Short problem: Edit the rows below so that each "Mark the region" becomes "Outline the area", with nothing else changed. Leave the pictures out of your answer.
--- START OF Listed entries ---
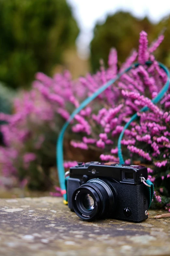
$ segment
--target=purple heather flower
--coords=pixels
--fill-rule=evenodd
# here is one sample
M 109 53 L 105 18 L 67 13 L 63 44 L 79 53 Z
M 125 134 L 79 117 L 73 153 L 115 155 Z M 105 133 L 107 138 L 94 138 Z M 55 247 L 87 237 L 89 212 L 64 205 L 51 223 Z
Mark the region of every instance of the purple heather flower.
M 138 61 L 142 65 L 144 65 L 148 60 L 149 54 L 148 49 L 148 34 L 144 31 L 140 32 L 139 38 L 139 45 L 138 51 Z

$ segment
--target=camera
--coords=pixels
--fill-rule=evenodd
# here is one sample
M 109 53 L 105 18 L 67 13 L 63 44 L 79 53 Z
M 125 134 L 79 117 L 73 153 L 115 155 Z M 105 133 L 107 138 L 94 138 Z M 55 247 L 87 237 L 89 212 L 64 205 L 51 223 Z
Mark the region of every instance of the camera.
--- END OF Listed entries ---
Answer for the task:
$ segment
--target=purple heather flower
--coords=pixels
--fill-rule=evenodd
# here is one sample
M 109 53 L 105 18 L 67 13 L 63 44 L 79 53 Z
M 125 134 L 79 117 L 73 153 L 115 155 Z M 105 133 L 107 138 L 94 138 Z M 55 247 L 87 237 L 89 212 L 64 205 L 51 223 Z
Outline the area of every instance of the purple heather flower.
M 138 61 L 142 65 L 144 65 L 148 60 L 149 54 L 148 49 L 148 34 L 144 31 L 140 32 L 139 38 L 139 45 L 138 51 Z

$ segment
--target=camera
--coords=pixels
--fill-rule=evenodd
# here is one sample
M 109 53 L 105 18 L 67 13 L 63 44 L 79 53 Z
M 125 134 L 79 117 L 73 153 L 115 155 Z M 105 133 L 107 138 L 94 138 Z M 55 247 L 87 237 L 89 212 L 64 205 L 51 223 Z
Outline the area of every instance of the camera.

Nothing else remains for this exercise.